> _Stated exercise 1_: Can you sum up the blog post on goals for 2010 below in two sentences?
___ Quoted text
Thursday, January 28, 2010

Resolutions, Schmesolutions


When I think of resolutions, I think of unattainable goals. Or ones that are rooted in selfishness. I don't think I have ever once done something that I resolved to do.
So, for the year of two thousand ten, I will make some GOALS (NOT resolutions) for myself, and hopefully this blog will keep me accountable. I say hopefully, because I suck royally at follow-through. I start , but I do not finish. I saw an interview with Lady Gaga (of all people) and her words were inspiring. She talked about 'being a finisher'; and as I watched this tiny woman in a Gaultier (maybe?) dress with a crazy wig speak, I realized that I am SO not a finisher. And I really want to be one.
So-thanks, Gaga. You're a brilliant woman and an inspiration to many. Here is my list of things I'd like to accomplish this year...forgive the random nature of it and the personal explanations of WHY they are here.

-complete a craft project LIKE:
the embroidered pillow for my mother
a rag rug
a crazy log cabin quilt block (just a block, I am not going to overwhelm myself with attempting an entire QUILT)

-really try to adjust my self-image and learn to love the skin I am in. This is not a result of a negative upbringing-my parents ALWAYS told me I was smart, and beautiful and worthy. It was truly one of the very greatest things they did for me (choking up here-thanks mom and dad!). BUT. For some terrible, awful, Satanic (yeah, I said it) reason...I am disgusted with myself. Daily. A lot of it has to do with gaining WAY too much weight while pregnant, and some of it has to do with a (lame and shameful) need to be told I'm pretty. So yeah-I'll work on that one-haha.

-focus on the needs of my husband. The relationship between a husband and wife needs to be rock solid, and it takes work. And I am willing to do that work. I am also willing to challenge my DH to do that work too. I refuse to become a statistic.

-stay in better touch with my friends. A number of them have become family to me, and I know that sometimes I neglect those relationships. You know who you are, and I love you to death.
______
___ Records provided
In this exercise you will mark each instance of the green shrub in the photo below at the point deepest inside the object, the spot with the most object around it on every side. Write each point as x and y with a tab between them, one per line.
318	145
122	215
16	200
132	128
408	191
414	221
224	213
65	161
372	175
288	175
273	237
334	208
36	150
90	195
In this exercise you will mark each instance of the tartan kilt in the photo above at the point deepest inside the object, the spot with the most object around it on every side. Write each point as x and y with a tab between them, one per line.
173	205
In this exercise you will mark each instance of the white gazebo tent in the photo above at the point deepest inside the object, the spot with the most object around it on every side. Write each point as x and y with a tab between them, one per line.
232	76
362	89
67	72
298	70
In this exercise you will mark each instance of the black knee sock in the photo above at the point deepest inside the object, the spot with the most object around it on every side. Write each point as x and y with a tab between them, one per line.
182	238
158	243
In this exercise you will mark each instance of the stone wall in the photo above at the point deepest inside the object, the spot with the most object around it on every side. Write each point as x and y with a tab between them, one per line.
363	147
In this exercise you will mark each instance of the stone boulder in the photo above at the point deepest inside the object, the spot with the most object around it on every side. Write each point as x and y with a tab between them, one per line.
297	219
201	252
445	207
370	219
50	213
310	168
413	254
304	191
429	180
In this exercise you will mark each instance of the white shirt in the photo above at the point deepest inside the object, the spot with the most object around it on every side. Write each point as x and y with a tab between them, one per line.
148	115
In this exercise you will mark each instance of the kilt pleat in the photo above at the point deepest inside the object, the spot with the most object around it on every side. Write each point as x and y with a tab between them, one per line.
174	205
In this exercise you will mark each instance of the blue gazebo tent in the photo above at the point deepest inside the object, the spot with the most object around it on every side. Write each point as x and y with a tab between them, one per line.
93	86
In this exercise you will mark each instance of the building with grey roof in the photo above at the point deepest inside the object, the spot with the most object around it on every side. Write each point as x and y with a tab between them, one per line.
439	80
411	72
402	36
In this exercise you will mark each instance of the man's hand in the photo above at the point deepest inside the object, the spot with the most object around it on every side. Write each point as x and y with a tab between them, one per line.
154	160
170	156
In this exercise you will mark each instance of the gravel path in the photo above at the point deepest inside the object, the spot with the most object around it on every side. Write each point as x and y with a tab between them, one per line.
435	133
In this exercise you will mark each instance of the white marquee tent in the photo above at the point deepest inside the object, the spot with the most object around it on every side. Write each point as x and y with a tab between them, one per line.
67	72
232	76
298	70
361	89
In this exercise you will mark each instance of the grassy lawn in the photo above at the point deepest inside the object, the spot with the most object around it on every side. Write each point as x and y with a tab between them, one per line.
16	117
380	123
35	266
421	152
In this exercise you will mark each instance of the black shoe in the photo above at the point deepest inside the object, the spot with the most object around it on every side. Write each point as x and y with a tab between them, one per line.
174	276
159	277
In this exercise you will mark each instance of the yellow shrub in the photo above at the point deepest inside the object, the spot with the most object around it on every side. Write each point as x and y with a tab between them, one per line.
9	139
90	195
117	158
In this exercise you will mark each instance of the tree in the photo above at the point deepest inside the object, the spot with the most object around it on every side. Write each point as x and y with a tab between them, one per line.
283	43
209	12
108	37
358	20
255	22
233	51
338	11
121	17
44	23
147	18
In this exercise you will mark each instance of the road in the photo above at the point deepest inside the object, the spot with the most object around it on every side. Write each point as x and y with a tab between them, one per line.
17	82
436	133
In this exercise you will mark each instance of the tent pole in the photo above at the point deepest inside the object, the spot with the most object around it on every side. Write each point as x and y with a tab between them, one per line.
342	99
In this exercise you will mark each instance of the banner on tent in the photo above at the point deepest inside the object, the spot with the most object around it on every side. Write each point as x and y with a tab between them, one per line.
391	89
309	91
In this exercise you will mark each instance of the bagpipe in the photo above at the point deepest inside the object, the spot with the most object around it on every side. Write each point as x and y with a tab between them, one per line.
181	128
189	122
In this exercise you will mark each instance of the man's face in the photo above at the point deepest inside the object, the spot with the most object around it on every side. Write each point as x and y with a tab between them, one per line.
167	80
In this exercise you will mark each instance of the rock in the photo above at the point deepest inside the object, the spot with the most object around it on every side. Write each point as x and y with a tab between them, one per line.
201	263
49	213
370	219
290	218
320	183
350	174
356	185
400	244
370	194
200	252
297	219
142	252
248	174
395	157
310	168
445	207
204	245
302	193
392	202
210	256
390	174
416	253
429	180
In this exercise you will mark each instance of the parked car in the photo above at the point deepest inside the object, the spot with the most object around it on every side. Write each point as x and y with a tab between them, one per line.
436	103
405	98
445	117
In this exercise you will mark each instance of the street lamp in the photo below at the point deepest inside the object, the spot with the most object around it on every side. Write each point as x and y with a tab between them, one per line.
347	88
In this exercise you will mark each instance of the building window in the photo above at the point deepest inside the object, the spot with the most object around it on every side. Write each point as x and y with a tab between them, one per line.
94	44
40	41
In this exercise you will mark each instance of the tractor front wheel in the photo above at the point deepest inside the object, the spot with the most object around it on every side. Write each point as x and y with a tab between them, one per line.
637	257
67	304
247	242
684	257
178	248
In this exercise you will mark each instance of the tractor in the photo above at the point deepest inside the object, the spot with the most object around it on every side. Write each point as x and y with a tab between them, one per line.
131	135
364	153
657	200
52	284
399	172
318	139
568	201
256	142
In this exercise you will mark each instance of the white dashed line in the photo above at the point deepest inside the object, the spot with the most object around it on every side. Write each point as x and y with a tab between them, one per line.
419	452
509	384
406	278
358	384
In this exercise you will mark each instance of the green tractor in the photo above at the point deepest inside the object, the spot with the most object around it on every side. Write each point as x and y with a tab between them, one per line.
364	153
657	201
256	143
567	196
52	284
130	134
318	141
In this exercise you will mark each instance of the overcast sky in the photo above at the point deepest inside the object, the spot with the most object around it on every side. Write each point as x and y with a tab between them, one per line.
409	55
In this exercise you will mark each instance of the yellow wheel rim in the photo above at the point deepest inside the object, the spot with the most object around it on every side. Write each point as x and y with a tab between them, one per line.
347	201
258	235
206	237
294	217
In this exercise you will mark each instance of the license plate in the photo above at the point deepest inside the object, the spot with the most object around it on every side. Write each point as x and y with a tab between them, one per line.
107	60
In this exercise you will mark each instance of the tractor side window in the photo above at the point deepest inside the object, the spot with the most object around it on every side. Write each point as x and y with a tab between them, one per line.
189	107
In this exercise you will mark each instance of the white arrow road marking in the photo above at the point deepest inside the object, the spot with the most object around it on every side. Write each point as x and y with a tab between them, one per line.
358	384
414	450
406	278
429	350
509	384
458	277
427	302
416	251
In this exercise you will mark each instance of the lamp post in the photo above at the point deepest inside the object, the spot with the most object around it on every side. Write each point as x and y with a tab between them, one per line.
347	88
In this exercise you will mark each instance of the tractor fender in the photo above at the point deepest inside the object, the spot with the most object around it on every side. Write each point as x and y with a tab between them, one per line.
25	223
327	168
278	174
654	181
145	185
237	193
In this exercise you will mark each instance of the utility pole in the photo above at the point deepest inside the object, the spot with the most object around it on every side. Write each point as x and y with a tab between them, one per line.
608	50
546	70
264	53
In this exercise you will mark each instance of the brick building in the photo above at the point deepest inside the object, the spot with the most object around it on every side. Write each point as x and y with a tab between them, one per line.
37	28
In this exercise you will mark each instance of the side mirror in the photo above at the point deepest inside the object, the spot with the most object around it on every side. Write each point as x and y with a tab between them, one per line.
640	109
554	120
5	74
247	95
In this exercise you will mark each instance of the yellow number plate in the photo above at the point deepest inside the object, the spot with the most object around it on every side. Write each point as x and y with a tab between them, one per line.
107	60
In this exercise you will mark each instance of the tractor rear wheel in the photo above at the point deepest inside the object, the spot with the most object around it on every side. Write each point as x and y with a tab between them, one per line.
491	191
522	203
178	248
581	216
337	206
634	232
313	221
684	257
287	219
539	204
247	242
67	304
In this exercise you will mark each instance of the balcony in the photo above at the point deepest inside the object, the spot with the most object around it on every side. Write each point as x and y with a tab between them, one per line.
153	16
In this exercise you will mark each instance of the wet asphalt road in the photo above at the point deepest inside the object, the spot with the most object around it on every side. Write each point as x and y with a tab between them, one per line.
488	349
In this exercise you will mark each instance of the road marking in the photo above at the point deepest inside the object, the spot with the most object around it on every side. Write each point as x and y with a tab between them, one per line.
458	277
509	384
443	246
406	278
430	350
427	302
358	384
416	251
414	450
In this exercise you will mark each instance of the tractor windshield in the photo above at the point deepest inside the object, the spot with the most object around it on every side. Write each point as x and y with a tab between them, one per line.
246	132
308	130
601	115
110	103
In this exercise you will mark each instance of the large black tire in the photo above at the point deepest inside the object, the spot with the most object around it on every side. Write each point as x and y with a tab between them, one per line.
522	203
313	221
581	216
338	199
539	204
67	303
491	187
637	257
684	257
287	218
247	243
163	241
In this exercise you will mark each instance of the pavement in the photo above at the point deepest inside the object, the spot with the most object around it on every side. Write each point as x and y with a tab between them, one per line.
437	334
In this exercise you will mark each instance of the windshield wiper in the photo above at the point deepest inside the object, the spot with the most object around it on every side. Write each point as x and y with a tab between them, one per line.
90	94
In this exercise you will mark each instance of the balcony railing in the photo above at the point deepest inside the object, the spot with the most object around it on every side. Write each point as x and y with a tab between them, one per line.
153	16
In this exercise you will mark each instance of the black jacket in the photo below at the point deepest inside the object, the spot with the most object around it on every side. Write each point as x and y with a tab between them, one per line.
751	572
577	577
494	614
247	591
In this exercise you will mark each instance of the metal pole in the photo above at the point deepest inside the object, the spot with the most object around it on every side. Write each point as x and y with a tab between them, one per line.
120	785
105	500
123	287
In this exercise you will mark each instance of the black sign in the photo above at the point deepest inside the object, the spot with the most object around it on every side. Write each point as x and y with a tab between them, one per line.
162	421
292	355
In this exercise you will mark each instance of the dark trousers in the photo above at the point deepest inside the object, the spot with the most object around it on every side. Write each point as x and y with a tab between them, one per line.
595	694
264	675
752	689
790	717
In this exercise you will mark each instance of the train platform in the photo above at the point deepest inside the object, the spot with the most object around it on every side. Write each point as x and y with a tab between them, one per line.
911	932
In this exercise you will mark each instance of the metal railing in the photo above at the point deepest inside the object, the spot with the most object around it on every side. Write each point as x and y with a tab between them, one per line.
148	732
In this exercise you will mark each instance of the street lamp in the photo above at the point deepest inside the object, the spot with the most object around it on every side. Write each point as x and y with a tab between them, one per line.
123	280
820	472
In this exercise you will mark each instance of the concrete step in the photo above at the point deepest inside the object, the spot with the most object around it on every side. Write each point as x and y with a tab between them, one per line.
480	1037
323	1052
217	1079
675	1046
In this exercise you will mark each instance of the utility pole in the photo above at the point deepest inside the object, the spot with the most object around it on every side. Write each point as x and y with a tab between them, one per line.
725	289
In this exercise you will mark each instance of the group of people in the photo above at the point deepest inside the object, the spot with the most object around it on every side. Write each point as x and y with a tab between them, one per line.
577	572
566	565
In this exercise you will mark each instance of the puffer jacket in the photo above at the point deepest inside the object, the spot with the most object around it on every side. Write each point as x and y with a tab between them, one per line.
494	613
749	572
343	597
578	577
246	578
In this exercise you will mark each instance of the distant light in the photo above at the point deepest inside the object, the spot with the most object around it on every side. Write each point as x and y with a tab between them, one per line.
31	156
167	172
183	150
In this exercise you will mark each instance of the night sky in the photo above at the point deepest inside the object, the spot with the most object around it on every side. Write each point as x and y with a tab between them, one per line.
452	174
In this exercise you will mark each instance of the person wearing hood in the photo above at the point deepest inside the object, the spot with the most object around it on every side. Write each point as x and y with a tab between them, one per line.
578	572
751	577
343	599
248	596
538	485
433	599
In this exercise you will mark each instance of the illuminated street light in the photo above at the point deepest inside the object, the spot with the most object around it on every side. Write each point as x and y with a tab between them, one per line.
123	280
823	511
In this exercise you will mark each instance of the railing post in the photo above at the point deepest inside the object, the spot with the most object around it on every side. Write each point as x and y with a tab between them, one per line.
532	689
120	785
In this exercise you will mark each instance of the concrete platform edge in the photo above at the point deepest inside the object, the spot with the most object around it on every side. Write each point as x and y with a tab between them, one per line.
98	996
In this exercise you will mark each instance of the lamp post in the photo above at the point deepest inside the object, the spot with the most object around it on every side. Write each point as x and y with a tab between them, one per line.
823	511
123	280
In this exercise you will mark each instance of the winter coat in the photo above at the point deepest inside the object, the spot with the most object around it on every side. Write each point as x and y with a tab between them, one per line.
______
> _Stated exercise 2_: Could you format the records, starting with the line that contains "In this exercise you will mark each instance of the railing" and going on through the end of the records, as a Markdown table with the columns Number and Record line, leaving out blank lines?

> _Task answer 1_: Because resolutions feel like unattainable or selfish goals, the writer sets goals for 2010 instead, inspired by a Lady Gaga interview about being a finisher and hoping the blog will provide accountability. The goals are to complete a craft project, work on self-image, focus on the needs of the writer's husband, and stay in better touch with friends.

> _Task answer 2_:
| Number | Record line |
|---|---|
| 1 | In this exercise you will mark each instance of the railing post in the photo above at the point deepest inside the object, the spot with the most object around it on every side. Write each point as x and y with a tab between them, one per line. |
| 2 | 532	689 |
| 3 | 120	785 |
| 4 | In this exercise you will mark each instance of the concrete platform edge in the photo above at the point deepest inside the object, the spot with the most object around it on every side. Write each point as x and y with a tab between them, one per line. |
| 5 | 98	996 |
| 6 | In this exercise you will mark each instance of the lamp post in the photo above at the point deepest inside the object, the spot with the most object around it on every side. Write each point as x and y with a tab between them, one per line. |
| 7 | 823	511 |
| 8 | 123	280 |
| 9 | In this exercise you will mark each instance of the winter coat in the photo above at the point deepest inside the object, the spot with the most object around it on every side. Write each point as x and y with a tab between them, one per line. |